Copy every one of the records below word for word, changing nothing.
++++++++
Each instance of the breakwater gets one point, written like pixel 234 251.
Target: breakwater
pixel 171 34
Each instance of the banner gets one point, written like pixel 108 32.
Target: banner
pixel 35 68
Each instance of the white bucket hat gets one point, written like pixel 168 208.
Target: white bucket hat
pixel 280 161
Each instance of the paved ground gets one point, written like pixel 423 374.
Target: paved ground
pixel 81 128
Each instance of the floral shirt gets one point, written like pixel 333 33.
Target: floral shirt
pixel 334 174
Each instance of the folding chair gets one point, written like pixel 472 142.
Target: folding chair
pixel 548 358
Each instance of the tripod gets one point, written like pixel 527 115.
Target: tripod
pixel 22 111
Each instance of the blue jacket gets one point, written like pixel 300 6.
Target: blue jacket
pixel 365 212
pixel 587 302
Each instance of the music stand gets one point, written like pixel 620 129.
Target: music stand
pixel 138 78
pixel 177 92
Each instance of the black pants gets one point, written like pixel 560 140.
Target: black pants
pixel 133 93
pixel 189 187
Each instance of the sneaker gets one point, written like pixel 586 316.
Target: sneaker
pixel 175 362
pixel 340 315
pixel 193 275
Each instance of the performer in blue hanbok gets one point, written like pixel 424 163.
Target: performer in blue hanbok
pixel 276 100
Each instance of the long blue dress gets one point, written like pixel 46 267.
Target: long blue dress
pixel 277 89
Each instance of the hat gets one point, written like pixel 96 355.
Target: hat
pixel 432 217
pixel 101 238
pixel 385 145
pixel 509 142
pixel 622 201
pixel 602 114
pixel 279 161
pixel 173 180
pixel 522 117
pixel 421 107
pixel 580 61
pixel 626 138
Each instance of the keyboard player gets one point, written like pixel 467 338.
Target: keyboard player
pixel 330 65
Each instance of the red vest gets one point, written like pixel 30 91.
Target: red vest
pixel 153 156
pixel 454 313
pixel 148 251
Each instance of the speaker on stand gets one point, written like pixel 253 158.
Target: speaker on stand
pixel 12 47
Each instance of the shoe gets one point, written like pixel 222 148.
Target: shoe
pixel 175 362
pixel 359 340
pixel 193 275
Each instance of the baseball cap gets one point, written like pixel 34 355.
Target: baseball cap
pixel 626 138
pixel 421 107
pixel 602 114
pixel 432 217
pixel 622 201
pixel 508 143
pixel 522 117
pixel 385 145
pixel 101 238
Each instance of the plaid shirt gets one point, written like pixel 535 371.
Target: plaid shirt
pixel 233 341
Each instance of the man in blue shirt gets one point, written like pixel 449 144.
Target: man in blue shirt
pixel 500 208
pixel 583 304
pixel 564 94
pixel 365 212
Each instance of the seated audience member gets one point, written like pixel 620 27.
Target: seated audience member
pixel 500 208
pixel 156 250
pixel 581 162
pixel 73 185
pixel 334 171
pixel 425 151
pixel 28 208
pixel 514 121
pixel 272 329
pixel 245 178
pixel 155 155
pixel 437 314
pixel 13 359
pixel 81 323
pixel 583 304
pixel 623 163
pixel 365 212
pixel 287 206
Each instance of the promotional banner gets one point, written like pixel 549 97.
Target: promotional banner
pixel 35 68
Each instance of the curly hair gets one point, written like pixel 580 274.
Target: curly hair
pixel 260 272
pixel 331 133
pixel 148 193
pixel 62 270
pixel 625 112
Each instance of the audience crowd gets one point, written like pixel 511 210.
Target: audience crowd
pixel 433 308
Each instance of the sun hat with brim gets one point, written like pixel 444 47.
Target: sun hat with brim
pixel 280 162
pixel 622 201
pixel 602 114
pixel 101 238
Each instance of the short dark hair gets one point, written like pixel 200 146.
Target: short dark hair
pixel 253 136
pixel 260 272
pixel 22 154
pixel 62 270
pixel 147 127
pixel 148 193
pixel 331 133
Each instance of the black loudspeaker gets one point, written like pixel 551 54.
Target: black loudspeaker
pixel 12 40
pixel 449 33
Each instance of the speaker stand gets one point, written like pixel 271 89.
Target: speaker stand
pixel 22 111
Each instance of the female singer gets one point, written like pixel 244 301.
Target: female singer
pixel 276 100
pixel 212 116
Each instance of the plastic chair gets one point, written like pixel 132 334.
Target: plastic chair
++++++++
Answer in full ▸
Each instance of the breakwater gets one point, written like pixel 234 251.
Target: breakwater
pixel 171 34
Each instance of the banner gets one point, written like pixel 108 32.
Target: banner
pixel 35 68
Each instance of the white bucket hat gets one point, written like pixel 168 208.
Target: white bucket hat
pixel 280 161
Each instance of the paved ground gets one point, written like pixel 423 374.
Target: paved ground
pixel 81 128
Each instance of the floral shirt gets one point, written like pixel 333 33.
Target: floral shirt
pixel 334 174
Each instance of the folding chair gets one point, written like pixel 472 142.
Target: folding chair
pixel 548 358
Each instance of the tripod gets one point, written like pixel 527 115.
Target: tripod
pixel 22 111
Each instance of the blue jacket gets one point, written like pixel 300 6.
Target: blue jacket
pixel 365 212
pixel 587 302
Each instance of the music stand gets one point, written like pixel 620 129.
Target: music stand
pixel 138 78
pixel 177 92
Each instance of the black pants gets one point, written like pixel 560 140.
Target: black pants
pixel 133 93
pixel 189 187
Each instance of the sneaker gets one point, written like pixel 586 316.
Target: sneaker
pixel 175 362
pixel 340 315
pixel 193 275
Each instance of the performer in blue hanbok gets one point, written like pixel 424 163.
Target: performer in blue hanbok
pixel 276 100
Each instance of the long blue dress gets one point, written like pixel 46 267.
Target: long blue dress
pixel 277 89
Each instance of the hat gets one point, written like pixel 96 355.
Target: hat
pixel 432 217
pixel 101 238
pixel 385 145
pixel 509 142
pixel 622 201
pixel 602 114
pixel 279 161
pixel 173 180
pixel 522 117
pixel 421 107
pixel 580 61
pixel 626 138
Each instance of the keyboard player gets one point, written like pixel 467 338.
Target: keyboard player
pixel 330 65
Each instance of the red vest gets one point, written like pixel 30 91.
Target: red vest
pixel 153 156
pixel 454 313
pixel 148 251
Each instance of the speaker on stand gets one point, written like pixel 253 158.
Target: speaker on stand
pixel 12 47
Each instance of the shoe gets one point, written like pixel 222 148.
Target: shoe
pixel 175 362
pixel 359 340
pixel 193 275
Each instance of the baseball cap gets one point, written like pixel 34 355.
Target: baseball cap
pixel 626 138
pixel 421 107
pixel 602 114
pixel 432 217
pixel 622 201
pixel 508 143
pixel 522 117
pixel 385 145
pixel 101 238
Each instance of the plaid shirt gets one point, written like pixel 535 371.
Target: plaid shirt
pixel 233 341
Each instance of the man in blue shirt gets one point, written like pixel 449 144.
Target: man in blue shirt
pixel 500 208
pixel 583 304
pixel 564 94
pixel 365 212
Each instance of the seated audience member gets one point, written like pixel 620 27.
Target: seated audience member
pixel 500 208
pixel 156 250
pixel 581 162
pixel 73 185
pixel 334 171
pixel 425 151
pixel 28 208
pixel 514 121
pixel 272 329
pixel 245 178
pixel 155 155
pixel 437 314
pixel 13 359
pixel 81 323
pixel 583 304
pixel 623 163
pixel 365 212
pixel 287 206
Each instance of the promotional banner gets one point, written like pixel 549 97.
Target: promotional banner
pixel 35 68
Each instance of the curly hair gets one point, written like pixel 580 274.
Target: curly hair
pixel 260 272
pixel 331 133
pixel 148 193
pixel 62 270
pixel 625 112
Each instance of the audience crowd gets one point, written like pixel 511 210.
Target: audience crowd
pixel 433 308
Each instance of the sun hat with brim gets one point, written like pixel 444 47.
Target: sun hat with brim
pixel 280 162
pixel 622 201
pixel 602 114
pixel 101 238
Each instance of the short dark hair gets one point, written like pixel 200 146.
Target: short dark hair
pixel 253 136
pixel 260 272
pixel 22 154
pixel 62 270
pixel 147 127
pixel 148 193
pixel 331 133
Each instance of the black loudspeaker gets one point, written like pixel 551 54.
Target: black loudspeaker
pixel 12 40
pixel 449 33
Each instance of the speaker stand gets one point, written like pixel 271 89.
Target: speaker stand
pixel 22 111
Each instance of the female singer gets one point, written like pixel 244 301.
Target: female singer
pixel 276 100
pixel 212 116
Each instance of the plastic chair gets one point, written like pixel 132 334.
Target: plastic chair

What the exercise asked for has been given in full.